* [Okuma Parçası]
----

KARA DÂVUD İZMİTÎ - TDV İslâm Ansiklopedisi

KARA DÂVUD İZMİTÎ

KARA DÂVUD İZMİTÎ
Müellif: HATİCE KELPETİN ARPAGUŞ
Web Sitesi: TDV İslâm Ansiklopedisi
Yayımcı: TDV İslâm Araştırmaları Merkezi
Baskı Tarihi: 2001
Son Güncelleme Tarihi: 05.05.2023
Erişim Tarihi: 19.04.2024
Web Adresi:
https://islamansiklopedisi.org.tr/kara-davud-izmiti
HATİCE KELPETİN ARPAGUŞ, "KARA DÂVUD İZMİTÎ", TDV İslâm Ansiklopedisi, https://islamansiklopedisi.org.tr/kara-davud-izmiti (19.04.2024).
Kopyalama metni

İzmit’te doğdu, Kara Dâvud diye tanındı. Babasının adı Kemal’dir. Tahsilini Molla Lutfi, Hacıhasanzâde Efendi, Müeyyedzâde Abdurrahman Efendi gibi âlimlerin yanında tamamladı. Bursa Kaplıca, Trabzon, Edirne Üç Şerefeli ve Sahn-ı Semân medreselerinde müderrislik görevinde bulundu. 929’da (1522-23) Bursa kadılığına getirildi, ardından da bu görevinden azledilip emekliye sevkedildi. Uzun bir aradan sonra kadılık görevine tekrar döndüyse de bu defa kendi isteğiyle emekliye ayrıldı. 948 yılı Safer ayında (Haziran 1541) vefat etti ve Bursa’da Yıldırım civarında yaptırdığı mescidin hazîresine defnedildi.

----

* [Veri Bölümü]

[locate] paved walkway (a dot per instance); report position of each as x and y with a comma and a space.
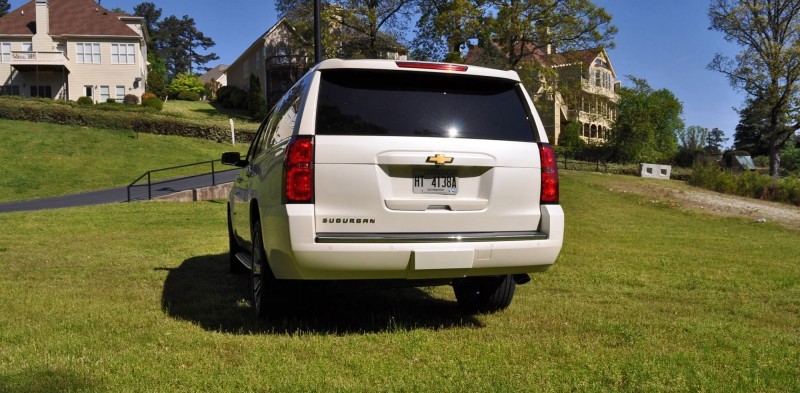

----

Kara Dâvud İzmitî hakkındaki metnin "Kopyalama metni" sözleriyle başlayıp "mescidin hazîresine defnedildi." sözlerine kadar süren kısmını, "müderrislik" yerine "hocalık" koyarak yeniden yazın.

* [Görevin Cevabı]
Kopyalama metni

İzmit’te doğdu, Kara Dâvud diye tanındı. Babasının adı Kemal’dir. Tahsilini Molla Lutfi, Hacıhasanzâde Efendi, Müeyyedzâde Abdurrahman Efendi gibi âlimlerin yanında tamamladı. Bursa Kaplıca, Trabzon, Edirne Üç Şerefeli ve Sahn-ı Semân medreselerinde hocalık görevinde bulundu. 929’da (1522-23) Bursa kadılığına getirildi, ardından da bu görevinden azledilip emekliye sevkedildi. Uzun bir aradan sonra kadılık görevine tekrar döndüyse de bu defa kendi isteğiyle emekliye ayrıldı. 948 yılı Safer ayında (Haziran 1541) vefat etti ve Bursa’da Yıldırım civarında yaptırdığı mescidin hazîresine defnedildi.